* What you need to do: Gather every line of the data below that contains the word "tail", and copy each one out in full.

* Data to use:
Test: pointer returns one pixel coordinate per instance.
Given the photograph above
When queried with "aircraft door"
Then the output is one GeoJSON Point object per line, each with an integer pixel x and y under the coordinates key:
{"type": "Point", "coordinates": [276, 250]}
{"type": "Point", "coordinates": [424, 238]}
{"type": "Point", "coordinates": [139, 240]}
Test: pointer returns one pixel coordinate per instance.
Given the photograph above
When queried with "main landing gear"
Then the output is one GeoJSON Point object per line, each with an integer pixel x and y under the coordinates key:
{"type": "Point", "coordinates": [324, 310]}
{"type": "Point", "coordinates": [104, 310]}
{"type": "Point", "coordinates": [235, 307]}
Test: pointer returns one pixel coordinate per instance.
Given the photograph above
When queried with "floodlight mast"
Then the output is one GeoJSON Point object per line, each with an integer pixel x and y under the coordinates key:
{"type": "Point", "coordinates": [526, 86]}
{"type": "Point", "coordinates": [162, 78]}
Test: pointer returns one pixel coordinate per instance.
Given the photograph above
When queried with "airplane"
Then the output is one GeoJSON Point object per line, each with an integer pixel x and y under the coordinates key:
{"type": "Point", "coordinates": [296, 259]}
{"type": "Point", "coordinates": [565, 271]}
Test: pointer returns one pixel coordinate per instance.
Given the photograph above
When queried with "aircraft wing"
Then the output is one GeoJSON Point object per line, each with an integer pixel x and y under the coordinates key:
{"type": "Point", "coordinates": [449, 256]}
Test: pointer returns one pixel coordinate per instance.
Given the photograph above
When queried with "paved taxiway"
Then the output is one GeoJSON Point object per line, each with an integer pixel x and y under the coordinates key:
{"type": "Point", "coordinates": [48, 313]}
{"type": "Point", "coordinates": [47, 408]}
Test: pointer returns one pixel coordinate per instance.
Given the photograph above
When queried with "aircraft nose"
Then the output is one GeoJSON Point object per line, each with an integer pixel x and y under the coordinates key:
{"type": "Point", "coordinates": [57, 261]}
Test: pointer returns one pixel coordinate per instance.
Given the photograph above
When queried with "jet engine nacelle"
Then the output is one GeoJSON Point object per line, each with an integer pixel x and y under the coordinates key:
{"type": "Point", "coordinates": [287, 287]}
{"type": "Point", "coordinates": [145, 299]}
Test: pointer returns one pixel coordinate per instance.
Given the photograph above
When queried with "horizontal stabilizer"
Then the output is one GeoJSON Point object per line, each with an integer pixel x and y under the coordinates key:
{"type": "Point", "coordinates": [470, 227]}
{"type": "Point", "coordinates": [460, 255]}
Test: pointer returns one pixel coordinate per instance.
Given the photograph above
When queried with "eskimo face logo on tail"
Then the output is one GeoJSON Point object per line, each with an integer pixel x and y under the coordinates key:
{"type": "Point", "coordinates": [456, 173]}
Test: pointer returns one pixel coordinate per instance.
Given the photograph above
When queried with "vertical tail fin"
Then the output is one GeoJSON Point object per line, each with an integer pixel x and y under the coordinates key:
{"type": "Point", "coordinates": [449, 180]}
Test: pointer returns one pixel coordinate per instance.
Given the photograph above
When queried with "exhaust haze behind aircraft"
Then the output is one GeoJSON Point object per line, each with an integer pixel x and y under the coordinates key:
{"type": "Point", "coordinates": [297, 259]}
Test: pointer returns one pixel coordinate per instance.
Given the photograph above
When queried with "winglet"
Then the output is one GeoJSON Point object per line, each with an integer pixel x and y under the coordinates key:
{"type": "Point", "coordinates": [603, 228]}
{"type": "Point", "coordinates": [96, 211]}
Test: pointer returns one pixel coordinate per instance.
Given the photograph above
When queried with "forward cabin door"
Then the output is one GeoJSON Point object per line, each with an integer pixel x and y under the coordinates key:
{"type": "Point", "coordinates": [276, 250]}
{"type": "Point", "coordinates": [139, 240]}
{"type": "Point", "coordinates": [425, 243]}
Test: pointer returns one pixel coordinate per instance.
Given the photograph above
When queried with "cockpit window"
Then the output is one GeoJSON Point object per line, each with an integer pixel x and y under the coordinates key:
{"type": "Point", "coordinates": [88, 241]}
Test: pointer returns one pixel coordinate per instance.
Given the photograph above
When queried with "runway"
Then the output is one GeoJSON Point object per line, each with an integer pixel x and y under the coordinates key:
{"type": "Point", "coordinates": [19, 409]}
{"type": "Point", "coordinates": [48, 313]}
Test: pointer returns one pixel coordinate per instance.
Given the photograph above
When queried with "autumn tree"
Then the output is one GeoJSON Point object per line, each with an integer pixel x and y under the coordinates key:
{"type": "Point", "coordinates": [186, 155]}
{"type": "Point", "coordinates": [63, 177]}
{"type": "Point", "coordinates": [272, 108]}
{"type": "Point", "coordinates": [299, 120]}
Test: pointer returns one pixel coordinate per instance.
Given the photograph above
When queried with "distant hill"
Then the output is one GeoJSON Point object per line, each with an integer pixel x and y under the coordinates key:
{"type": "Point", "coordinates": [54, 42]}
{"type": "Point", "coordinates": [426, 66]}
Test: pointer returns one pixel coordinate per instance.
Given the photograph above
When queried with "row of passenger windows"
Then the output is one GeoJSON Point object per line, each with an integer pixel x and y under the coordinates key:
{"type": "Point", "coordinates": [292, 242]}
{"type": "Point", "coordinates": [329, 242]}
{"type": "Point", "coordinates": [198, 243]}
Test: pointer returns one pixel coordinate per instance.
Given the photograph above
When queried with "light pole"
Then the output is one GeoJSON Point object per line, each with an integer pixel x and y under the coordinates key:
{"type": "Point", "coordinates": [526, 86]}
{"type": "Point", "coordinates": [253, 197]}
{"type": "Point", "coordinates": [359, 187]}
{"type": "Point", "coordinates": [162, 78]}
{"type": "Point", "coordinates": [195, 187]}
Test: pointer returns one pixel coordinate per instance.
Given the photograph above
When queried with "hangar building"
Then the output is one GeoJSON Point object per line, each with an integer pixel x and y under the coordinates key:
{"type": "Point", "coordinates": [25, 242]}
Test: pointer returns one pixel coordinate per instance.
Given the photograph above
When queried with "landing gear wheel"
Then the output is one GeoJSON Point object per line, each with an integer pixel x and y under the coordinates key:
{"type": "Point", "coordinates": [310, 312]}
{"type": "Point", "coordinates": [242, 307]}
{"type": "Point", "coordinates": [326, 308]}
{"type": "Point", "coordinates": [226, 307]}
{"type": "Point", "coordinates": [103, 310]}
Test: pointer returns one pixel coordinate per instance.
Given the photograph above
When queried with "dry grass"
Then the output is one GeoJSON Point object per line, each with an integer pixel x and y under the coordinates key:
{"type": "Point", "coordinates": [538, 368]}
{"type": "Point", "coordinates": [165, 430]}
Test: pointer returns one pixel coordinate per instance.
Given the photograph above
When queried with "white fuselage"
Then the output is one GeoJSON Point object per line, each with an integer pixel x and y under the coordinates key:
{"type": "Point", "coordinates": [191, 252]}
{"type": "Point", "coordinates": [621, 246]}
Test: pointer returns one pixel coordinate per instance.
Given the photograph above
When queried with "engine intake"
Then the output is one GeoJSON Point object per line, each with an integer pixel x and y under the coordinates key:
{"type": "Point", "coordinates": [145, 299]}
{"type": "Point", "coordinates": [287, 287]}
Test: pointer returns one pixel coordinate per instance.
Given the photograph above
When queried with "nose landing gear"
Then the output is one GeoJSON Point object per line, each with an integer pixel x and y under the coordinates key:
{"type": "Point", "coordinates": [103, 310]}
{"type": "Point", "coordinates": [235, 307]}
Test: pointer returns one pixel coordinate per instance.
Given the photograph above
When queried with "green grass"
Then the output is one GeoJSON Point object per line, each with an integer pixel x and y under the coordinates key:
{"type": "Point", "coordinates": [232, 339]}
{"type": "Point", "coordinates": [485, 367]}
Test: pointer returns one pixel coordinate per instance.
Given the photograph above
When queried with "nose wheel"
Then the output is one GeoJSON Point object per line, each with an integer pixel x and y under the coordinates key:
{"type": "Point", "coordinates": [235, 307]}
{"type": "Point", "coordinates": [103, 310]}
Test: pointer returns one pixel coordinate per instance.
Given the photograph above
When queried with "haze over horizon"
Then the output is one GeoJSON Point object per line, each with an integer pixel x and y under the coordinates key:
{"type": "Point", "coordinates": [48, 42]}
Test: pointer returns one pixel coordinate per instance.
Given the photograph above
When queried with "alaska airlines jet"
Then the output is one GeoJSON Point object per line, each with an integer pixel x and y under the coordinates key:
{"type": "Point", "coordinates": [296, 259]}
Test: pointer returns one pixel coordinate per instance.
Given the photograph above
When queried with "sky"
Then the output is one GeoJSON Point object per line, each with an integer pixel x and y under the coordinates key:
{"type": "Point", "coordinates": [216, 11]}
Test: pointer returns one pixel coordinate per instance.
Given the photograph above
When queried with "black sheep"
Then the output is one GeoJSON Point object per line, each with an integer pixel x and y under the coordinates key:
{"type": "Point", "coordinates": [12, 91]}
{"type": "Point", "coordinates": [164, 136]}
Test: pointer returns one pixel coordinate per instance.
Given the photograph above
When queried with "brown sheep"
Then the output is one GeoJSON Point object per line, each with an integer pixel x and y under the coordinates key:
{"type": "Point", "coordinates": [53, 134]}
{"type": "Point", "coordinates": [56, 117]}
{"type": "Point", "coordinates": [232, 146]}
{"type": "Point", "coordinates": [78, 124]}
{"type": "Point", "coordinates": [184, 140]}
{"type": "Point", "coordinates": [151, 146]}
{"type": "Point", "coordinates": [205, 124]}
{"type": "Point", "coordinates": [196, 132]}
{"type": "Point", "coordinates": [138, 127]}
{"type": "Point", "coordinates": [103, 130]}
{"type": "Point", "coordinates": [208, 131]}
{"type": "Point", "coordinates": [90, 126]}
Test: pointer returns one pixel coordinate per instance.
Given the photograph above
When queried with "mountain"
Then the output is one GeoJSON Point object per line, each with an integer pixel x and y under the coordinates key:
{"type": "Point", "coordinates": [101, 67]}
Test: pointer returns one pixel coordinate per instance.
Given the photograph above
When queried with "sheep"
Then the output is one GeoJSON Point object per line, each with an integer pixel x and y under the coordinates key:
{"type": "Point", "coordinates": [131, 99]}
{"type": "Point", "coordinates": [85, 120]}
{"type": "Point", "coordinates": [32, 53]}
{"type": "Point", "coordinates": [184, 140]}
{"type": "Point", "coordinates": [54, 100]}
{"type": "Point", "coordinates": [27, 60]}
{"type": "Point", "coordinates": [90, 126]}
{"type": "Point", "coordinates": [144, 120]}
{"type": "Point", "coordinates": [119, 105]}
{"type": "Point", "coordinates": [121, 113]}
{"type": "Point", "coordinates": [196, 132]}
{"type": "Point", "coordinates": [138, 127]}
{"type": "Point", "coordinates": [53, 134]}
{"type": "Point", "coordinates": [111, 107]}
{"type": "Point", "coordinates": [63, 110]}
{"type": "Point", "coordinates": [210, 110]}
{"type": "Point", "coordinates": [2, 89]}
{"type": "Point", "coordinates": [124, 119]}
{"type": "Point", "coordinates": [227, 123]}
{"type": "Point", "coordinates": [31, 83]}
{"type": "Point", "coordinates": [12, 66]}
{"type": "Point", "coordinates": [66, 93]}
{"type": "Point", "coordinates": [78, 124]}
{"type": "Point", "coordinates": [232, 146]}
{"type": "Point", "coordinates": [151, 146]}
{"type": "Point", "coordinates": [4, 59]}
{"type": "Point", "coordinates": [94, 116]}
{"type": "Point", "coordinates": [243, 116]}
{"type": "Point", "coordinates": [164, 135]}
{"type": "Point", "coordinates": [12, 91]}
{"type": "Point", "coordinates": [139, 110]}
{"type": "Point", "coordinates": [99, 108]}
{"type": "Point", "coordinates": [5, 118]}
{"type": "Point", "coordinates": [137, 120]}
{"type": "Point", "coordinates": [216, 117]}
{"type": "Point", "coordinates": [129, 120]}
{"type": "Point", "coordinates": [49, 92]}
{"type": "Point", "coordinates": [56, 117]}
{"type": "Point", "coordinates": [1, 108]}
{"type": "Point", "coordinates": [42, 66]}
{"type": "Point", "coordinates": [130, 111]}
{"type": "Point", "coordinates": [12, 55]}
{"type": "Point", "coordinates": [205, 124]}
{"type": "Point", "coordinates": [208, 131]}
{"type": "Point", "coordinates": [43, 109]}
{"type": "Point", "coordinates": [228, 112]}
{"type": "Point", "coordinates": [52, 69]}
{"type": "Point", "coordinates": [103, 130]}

* Finished task:
When queried with "eskimo face logo on tail"
When queried with "vertical tail fin"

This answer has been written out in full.